◆ **GOAL OF THE EXERCISE**:
Below are records to repeat exactly. Omit the pictures from the copy.

◆ **EXTRACTED MATERIAL**:
···

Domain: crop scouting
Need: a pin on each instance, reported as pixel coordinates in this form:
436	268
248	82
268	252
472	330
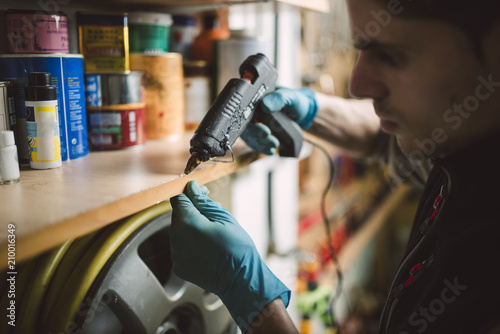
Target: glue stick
42	121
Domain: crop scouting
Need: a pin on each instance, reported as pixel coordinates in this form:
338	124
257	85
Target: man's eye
390	58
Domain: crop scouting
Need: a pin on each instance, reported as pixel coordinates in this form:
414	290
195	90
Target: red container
37	32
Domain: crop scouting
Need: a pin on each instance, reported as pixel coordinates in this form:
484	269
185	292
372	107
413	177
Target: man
432	71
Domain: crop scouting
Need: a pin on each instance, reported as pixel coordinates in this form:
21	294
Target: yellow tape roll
85	272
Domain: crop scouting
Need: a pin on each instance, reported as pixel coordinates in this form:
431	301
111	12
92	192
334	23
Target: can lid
196	68
40	87
6	138
184	20
150	18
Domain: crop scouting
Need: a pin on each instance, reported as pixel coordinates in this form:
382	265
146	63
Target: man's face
428	85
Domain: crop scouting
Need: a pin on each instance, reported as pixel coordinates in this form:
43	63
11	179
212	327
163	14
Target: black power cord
340	277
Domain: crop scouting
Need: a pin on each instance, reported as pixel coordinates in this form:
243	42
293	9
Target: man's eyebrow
369	44
372	44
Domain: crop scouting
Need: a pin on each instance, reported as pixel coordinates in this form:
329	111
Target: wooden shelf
49	207
317	5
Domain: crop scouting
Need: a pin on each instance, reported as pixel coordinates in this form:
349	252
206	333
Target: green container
149	32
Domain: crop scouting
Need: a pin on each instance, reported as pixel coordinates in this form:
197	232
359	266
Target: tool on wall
235	107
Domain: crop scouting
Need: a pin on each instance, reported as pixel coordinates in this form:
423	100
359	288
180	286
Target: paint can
30	31
163	93
7	110
197	86
104	41
43	123
149	32
67	75
230	53
116	110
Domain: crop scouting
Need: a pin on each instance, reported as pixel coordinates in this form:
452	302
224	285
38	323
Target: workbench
49	207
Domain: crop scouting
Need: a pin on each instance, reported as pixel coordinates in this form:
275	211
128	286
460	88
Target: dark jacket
449	278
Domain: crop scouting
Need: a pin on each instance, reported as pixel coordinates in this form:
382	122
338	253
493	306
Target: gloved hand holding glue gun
210	248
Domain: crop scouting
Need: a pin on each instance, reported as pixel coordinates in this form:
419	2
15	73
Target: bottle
203	44
182	34
42	121
197	92
9	164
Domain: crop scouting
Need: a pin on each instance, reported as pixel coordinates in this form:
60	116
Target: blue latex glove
299	104
211	250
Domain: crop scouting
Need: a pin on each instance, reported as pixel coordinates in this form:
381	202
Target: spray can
9	165
42	121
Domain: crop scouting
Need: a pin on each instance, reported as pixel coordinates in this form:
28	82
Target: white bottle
42	121
9	164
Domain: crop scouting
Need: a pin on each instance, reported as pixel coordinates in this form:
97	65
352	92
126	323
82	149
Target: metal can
115	109
30	31
149	32
163	92
104	41
67	75
7	110
197	87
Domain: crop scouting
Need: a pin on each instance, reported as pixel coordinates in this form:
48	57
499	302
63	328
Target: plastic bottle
203	44
42	121
9	164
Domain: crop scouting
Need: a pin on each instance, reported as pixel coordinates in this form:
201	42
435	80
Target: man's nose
366	81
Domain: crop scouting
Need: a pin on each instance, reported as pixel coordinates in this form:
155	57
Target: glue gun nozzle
193	162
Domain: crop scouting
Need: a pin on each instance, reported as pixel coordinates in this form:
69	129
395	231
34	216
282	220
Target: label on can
115	128
67	76
43	134
37	32
105	46
7	110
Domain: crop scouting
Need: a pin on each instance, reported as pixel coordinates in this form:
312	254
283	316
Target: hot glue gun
235	107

···

◆ **REPLY**:
Domain: crop scouting
Need: a pin on each instance, reported as pixel coordinates in this form:
436	268
248	82
268	252
472	330
Target: glue stick
42	121
Domain: crop scouting
Need: a pin on each instance, reported as pixel coordinates in this form:
338	124
257	85
Target: man's eye
390	58
Domain: crop scouting
Need: a pin on each instance, reported as pixel coordinates in this form:
414	290
195	90
Target: red container
37	32
Domain: crop scouting
Need: a pin on each instance, reported as pixel coordinates in this form:
484	269
185	292
372	107
413	177
Target: man
432	71
Domain: crop scouting
Need: a pin on each instance, reported as pixel coordinates in this form:
21	294
Target: yellow tape roll
85	272
Domain: crop scouting
Need: a pin on each instance, reported as pixel coordinates in this form:
431	301
111	12
92	192
334	23
Target: can lid
196	68
40	87
6	138
184	20
150	18
Domain: crop scouting
Need: a pin on each instance, reported as pixel coordinates in this form:
382	265
146	63
Target: man's face
428	85
Domain: crop scouting
Need: a pin on each instance, reported as pixel coordinates in this form:
43	63
11	179
212	327
163	14
Target: black power cord
340	277
Domain: crop scouting
Need: a pin on each instance, reported as pixel coordinates in this form:
243	42
293	9
Target: man's eyebrow
369	44
372	44
Domain: crop scouting
Need: a pin on each instance, reported as pixel coordinates in this form:
329	111
Target: wooden shelf
49	207
317	5
Domain: crop scouting
Need: a pin on each instance, reported as pixel coordinates in this form:
349	252
206	333
Target: green container
149	32
Domain: crop scouting
Need: a pin on each instance, reported as pixel coordinates in this form:
197	232
359	266
Target: tool on wall
235	107
Domain: crop scouting
Need: a pin on each instance, reported as pixel coordinates in this form:
423	100
359	288
180	286
Target: paint can
30	31
163	93
7	110
197	86
104	41
43	123
149	32
67	75
230	53
116	110
Domain: crop scouting
Need: a pin on each instance, reported as pixel coordinates in this form:
452	302
224	285
38	323
Target: workbench
49	207
Domain: crop scouting
Need: a pin on each instance, reported as pixel coordinates in this form:
275	211
128	286
460	88
Target: dark jacket
449	278
Domain: crop scouting
Need: a pin on each instance, reported as pixel coordinates in this form:
382	122
338	253
493	306
Target: gloved hand holding glue gun
210	248
Domain: crop scouting
Need: a pin on each instance, reported as pixel coordinates in this form:
419	2
15	73
Target: bottle
203	44
182	34
42	121
197	92
9	164
Domain: crop scouting
Need: a pin on each instance, reported as pixel coordinates in this form:
60	116
Target: blue latex glove
299	104
211	250
Domain: crop scouting
Need: a pin on each instance, reported as pixel coordinates in this form:
381	202
Target: spray can
9	165
42	121
Domain: crop scouting
Need: a pin on each instance, reported as pixel coordinates in this form:
28	82
Target: white bottle
42	121
9	164
Domain: crop scouting
Need: a pin on each instance, reported as pixel coordinates in this form:
97	65
352	92
126	323
82	149
Target: metal can
115	109
30	31
149	32
163	92
104	41
67	75
7	110
197	87
Domain: crop scouting
Need: a pin on each instance, reported as pixel coordinates in this form:
48	57
499	302
63	328
Target: plastic bottle
203	44
42	121
9	164
Domain: crop scouting
Need: a pin on each instance, reported as pixel coordinates in this form:
201	42
435	80
Target: man's nose
366	81
Domain: crop scouting
Need: a pin on each instance, reported as pixel coordinates in this form:
155	57
Target: glue gun nozzle
193	162
Domain: crop scouting
Need: a pin on each instance, reported as pixel coordinates in this form:
69	129
395	231
34	216
282	220
Target: label on can
115	128
67	76
43	134
37	32
105	46
7	110
Domain: crop scouting
Need: a pin on each instance, reported as pixel coordinates in this form:
312	254
283	316
Target: hot glue gun
235	107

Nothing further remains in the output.